The task: Output all of the entries exactly as they are given.

Segment Start: Entries supplied

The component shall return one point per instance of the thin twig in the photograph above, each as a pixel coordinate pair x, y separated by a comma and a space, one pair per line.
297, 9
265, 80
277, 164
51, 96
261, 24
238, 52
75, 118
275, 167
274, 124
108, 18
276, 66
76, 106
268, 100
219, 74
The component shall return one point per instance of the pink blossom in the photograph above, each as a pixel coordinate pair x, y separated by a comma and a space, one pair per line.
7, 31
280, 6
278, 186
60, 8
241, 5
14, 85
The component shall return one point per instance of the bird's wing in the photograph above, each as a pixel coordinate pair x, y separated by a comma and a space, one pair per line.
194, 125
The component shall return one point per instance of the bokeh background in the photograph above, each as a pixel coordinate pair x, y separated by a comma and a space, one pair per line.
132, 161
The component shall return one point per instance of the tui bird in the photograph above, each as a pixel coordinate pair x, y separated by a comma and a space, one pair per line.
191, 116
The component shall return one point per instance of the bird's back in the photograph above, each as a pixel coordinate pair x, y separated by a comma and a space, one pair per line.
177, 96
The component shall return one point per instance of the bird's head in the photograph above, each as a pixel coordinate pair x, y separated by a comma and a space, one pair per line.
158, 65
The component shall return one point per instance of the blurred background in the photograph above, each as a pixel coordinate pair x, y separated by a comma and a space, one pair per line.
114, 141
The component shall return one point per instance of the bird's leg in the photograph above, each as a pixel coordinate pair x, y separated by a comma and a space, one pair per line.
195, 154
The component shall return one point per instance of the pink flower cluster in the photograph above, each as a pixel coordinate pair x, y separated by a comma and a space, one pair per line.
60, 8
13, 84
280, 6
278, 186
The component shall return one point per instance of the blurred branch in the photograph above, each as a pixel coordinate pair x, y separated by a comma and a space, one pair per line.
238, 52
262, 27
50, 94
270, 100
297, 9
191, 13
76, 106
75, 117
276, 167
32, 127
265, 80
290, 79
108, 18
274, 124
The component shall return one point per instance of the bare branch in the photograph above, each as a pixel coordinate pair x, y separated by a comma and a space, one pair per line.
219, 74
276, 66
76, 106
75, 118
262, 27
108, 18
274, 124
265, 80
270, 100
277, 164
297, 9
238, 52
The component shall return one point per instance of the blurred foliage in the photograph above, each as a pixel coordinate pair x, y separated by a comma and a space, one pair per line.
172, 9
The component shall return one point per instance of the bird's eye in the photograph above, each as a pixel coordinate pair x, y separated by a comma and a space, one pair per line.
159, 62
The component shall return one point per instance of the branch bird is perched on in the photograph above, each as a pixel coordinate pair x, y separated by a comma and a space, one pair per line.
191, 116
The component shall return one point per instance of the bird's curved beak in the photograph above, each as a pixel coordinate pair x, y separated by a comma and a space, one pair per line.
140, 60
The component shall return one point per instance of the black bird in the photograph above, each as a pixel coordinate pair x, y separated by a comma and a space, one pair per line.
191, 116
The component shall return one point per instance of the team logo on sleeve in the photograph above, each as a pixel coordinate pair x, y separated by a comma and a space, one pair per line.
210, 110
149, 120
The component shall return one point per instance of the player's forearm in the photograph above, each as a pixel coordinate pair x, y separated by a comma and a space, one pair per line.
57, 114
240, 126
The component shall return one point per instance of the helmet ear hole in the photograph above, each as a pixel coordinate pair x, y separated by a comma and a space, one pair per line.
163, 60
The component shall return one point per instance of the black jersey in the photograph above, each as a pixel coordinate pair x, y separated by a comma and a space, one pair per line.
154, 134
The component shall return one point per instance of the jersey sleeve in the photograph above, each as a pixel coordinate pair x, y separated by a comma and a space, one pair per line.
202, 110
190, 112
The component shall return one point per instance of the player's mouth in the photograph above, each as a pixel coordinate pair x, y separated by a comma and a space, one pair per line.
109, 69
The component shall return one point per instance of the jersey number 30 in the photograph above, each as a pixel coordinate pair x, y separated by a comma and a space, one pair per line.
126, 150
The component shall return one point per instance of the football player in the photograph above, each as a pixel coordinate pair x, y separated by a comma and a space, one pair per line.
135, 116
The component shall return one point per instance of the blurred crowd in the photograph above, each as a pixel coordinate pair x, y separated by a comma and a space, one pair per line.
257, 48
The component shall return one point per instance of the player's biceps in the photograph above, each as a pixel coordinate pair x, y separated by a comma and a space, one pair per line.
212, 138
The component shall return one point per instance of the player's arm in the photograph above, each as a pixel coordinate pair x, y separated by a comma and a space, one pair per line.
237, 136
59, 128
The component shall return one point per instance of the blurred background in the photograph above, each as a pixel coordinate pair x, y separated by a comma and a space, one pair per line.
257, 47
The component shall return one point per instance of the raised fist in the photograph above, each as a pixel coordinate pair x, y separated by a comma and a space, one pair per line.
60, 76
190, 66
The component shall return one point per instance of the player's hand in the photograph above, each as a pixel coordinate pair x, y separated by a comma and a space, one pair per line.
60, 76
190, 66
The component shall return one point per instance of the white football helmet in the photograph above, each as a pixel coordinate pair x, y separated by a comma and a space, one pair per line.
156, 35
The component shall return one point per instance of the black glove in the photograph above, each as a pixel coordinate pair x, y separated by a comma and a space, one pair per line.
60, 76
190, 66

Segment End: Entries supplied

Solution to the exercise:
The component shall return one point per instance of the thin twig in the photograph above, each as a pixel coordinate pair x, y separated by a comma and a space, one pair per line.
297, 9
265, 80
277, 164
51, 96
261, 24
238, 52
75, 118
275, 167
274, 124
108, 18
276, 66
76, 106
268, 100
219, 74
The component shall return one point per instance of the pink blossom in the photograph above, each as a pixel coordinate pair x, y separated by a comma and a space, one pair per line.
7, 31
280, 6
278, 186
60, 8
241, 5
14, 85
The component shall return one point per instance of the bird's wing in the photograph above, each as a pixel coordinate pair x, y separated by a comma and a space, one pair per line.
194, 125
The component shall return one point per instance of the bokeh background in the photograph above, each as a pixel coordinate pair x, y separated by a comma and a space, one pair per line.
132, 161
The component shall return one point per instance of the tui bird in the photograph above, each as a pixel coordinate pair x, y separated by a comma and a space, one pair per line.
191, 116
The component shall return one point per instance of the bird's back in the photograph above, each as a pixel coordinate pair x, y separated by a comma and a space, one pair per line.
177, 96
The component shall return one point per instance of the bird's head in the photograph above, each as a pixel coordinate pair x, y separated by a comma and a space, one pair per line.
158, 65
The component shall return one point per instance of the blurred background in the photograph above, each as a pixel coordinate pair x, y separated by a comma and a space, one pair per line.
114, 141
The component shall return one point per instance of the bird's leg in the photograph above, each as a pixel coordinate pair x, y separated by a comma and a space, one pair per line.
195, 154
The component shall return one point per instance of the pink flower cluster in the photograph above, each as a pixel coordinate pair x, y separated by a comma and a space, one pair per line.
60, 8
13, 84
280, 6
278, 186
The component shall return one point per instance of the blurred branch in the photograph above, each as a pixel coordinate pair x, y separated by a comma and a space, one pair per line.
238, 52
262, 27
50, 94
270, 100
297, 9
191, 13
76, 106
75, 117
276, 167
32, 127
265, 80
290, 79
108, 18
274, 124
The component shall return one point per instance of the bare branch in the photograph above, each as a pixel coordinate pair x, y separated by a comma and a space, one pair per line.
219, 74
276, 66
76, 106
75, 118
262, 27
108, 18
274, 124
265, 80
270, 100
277, 164
297, 9
238, 52
The component shall return one point per instance of the blurred foliage in the photograph above, each as a pixel coordinate pair x, y separated by a comma and a space, one pair per line.
172, 9
The component shall return one point per instance of the bird's eye in the photograph above, each as a pixel coordinate pair x, y separated by a comma and a space, one pair per line.
159, 62
The component shall return one point per instance of the branch bird is perched on in the photograph above, each as a pixel coordinate pair x, y separated by a comma and a space, one pair per line.
191, 116
The component shall return one point per instance of the bird's curved beak in the photograph above, each as a pixel coordinate pair x, y separated by a comma and a space, one pair per line.
140, 60
The component shall return one point per instance of the black bird in the photograph above, each as a pixel coordinate pair x, y separated by a comma and a space, one pair per line.
191, 116
The component shall return one point per instance of the team logo on sleeve in the photograph above, each as a pixel coordinate pair x, y separated by a comma and a space, one pair per line.
210, 110
149, 120
The component shall return one point per instance of the player's forearm in the photograph above, each as a pixel coordinate pair x, y separated by a comma and a space, one pair per line.
57, 114
240, 126
The component shall return one point per instance of the helmet ear hole in the photograph above, each as a pixel coordinate pair x, y separated by a comma and a space, one pair per line.
163, 60
The component shall return one point per instance of the black jersey in the photograph above, each as a pixel coordinate pair x, y separated by a comma and a space, one pair per line.
154, 134
The component shall return one point per instance of the jersey sleeve in the photograph above, each as a pixel coordinate pair x, y separated by a comma and a space, one pair per line.
202, 110
190, 112
The component shall return one point per instance of the player's mouth in the photograph above, each as a pixel coordinate pair x, y separated by a comma and a space, one pair per line.
109, 69
The component shall return one point per instance of the jersey number 30 in the photograph above, each as a pixel coordinate pair x, y separated by a comma and a space, one pair per line.
126, 150
The component shall return one point per instance of the football player in the photograph above, each as a pixel coordinate pair x, y separated by a comma and a space, one pair per line.
135, 116
The component shall return one point per instance of the blurred crowd in the photograph above, each as a pixel coordinate pair x, y separated by a comma and a space, one pair per line.
257, 48
The component shall return one point per instance of the player's biceps in the photograph above, each as a pixel coordinate pair x, y separated by a comma and a space, one pair per line.
212, 138
The component shall return one point per instance of the player's arm in the photograph above, each as a pixel coordinate pair x, y separated by a comma and a space, one pair per line.
237, 136
59, 128
The component shall return one point per instance of the blurred background in the photograph above, each as a pixel coordinate pair x, y separated by a comma and a space, one pair per line.
257, 47
The component shall return one point per instance of the raised fist in the photograph above, each as a pixel coordinate pair x, y separated by a comma and a space, one pair per line.
60, 76
190, 66
The component shall return one point per instance of the player's hand in the photograph above, each as a pixel coordinate pair x, y separated by a comma and a space, one pair per line.
60, 76
190, 66
The component shall return one point per instance of the white football helmet in the photograph above, each as a pixel coordinate pair x, y separated by a comma and a space, one pair per line.
156, 35
The component shall return one point per instance of the black glove in the photograph above, each as a pixel coordinate pair x, y separated by a comma and a space, one pair per line.
60, 76
190, 66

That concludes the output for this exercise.